— start Exercise inputs —

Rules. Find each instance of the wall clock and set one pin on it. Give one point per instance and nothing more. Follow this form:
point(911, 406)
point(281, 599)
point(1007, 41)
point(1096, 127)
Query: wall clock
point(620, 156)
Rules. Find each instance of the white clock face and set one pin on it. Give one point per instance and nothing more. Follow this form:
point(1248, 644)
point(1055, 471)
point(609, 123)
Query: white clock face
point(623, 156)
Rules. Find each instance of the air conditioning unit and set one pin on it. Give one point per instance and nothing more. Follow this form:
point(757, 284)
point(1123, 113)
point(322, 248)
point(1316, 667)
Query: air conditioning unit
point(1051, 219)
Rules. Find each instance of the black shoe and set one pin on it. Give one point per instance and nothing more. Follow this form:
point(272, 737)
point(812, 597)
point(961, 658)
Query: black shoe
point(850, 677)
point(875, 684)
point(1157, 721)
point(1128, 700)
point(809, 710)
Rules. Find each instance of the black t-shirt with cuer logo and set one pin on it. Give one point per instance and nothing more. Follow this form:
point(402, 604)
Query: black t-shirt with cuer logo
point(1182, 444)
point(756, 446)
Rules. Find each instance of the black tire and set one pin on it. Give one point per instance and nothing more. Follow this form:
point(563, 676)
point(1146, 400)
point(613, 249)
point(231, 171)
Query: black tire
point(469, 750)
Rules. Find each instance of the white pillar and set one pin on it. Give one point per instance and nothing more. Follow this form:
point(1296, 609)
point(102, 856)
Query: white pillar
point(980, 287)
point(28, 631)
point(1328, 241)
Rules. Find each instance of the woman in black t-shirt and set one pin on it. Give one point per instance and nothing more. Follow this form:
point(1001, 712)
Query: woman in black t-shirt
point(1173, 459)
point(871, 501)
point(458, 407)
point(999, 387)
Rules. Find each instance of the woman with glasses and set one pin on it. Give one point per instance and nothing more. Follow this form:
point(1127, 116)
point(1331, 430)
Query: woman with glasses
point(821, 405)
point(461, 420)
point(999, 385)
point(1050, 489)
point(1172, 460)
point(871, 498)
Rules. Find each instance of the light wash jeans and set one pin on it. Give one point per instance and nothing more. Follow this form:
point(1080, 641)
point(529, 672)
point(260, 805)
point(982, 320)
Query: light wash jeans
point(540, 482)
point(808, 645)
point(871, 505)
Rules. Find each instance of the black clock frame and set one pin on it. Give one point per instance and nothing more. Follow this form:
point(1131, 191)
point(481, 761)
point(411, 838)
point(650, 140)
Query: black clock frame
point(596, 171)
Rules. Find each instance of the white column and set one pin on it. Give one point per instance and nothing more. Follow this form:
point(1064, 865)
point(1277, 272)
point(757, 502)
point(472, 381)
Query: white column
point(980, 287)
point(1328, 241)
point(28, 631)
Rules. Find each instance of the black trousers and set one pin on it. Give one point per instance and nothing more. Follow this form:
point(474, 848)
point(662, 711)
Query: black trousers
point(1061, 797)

— end Exercise inputs —

» **Instruction**: Copy out all of the material above word for word, with no changes.

» **Task solution**:
Rules. Find each instance of the wall clock and set one pin on it. Give one point per instance and nothing more. Follow this form:
point(911, 406)
point(281, 599)
point(1007, 41)
point(1096, 127)
Query: wall clock
point(620, 156)
Rules. Find each instance of the white clock face and set one pin on it. Give one point per instance and nothing more. Follow this form:
point(1248, 644)
point(1055, 471)
point(609, 123)
Query: white clock face
point(623, 156)
Rules. Find each instance of the air conditioning unit and set one pin on it. Give one point per instance and nothing more. Follow this form:
point(757, 284)
point(1123, 113)
point(322, 248)
point(1316, 667)
Query: air conditioning unit
point(1051, 219)
Rules. Find each instance of the black shoe and set one pin on it. Give one point per instance and nothing more. Follow this form:
point(272, 737)
point(812, 597)
point(961, 658)
Query: black shoe
point(850, 677)
point(875, 684)
point(1157, 721)
point(1128, 700)
point(809, 710)
Rules. Find each instance of the black t-shirt with cuer logo and set one pin on it. Give one point per instance and nothing more. Follow this form:
point(402, 604)
Query: black t-shirt with cuer logo
point(1182, 444)
point(756, 446)
Rules. Find each instance of the black tire and set one pin on it. Give one point per instance and nothing more. Follow this form:
point(563, 676)
point(1146, 400)
point(613, 249)
point(231, 171)
Query: black tire
point(469, 750)
Rules. Find each instance of the white pillar and set one pin on it. Give one point per instance and nothing more. Follow this form:
point(1296, 609)
point(102, 856)
Query: white pillar
point(980, 287)
point(28, 631)
point(1328, 241)
Rules. Find each instance of the woman in black t-shirt and set one pin on it. Give one point per instance and nothing more. Follow this form:
point(1001, 712)
Query: woman in black t-shirt
point(1173, 459)
point(871, 501)
point(458, 407)
point(999, 387)
Rules. Find each instance of the woman with glasses and set one pin on it. Give one point per instance and nothing more. Follow this form:
point(1127, 116)
point(1331, 430)
Query: woman with glasses
point(821, 405)
point(461, 420)
point(999, 385)
point(1050, 489)
point(1172, 460)
point(871, 498)
Rules. Find each instance of the light wash jeans and set one pin on it. Give one point per instance and nothing more. Follow this form:
point(1080, 641)
point(529, 672)
point(260, 805)
point(982, 320)
Query: light wash jeans
point(540, 482)
point(808, 645)
point(871, 505)
Rules. Find each instance of the black clock frame and set one pin on it. Give one point per instance and nothing more. Follow this form:
point(1131, 191)
point(481, 761)
point(411, 838)
point(650, 140)
Query: black clock frame
point(596, 171)
Rules. Find each instance of the white column and set one pin on it. Give one point per instance and nothing more. Follow this form:
point(1064, 865)
point(1277, 272)
point(757, 502)
point(472, 381)
Query: white column
point(980, 287)
point(1328, 241)
point(28, 631)
Rules. Find each instance of the black trousers and set one pin on it. Give one point per instance and nothing more. Follow this form:
point(474, 848)
point(662, 711)
Query: black trousers
point(1061, 797)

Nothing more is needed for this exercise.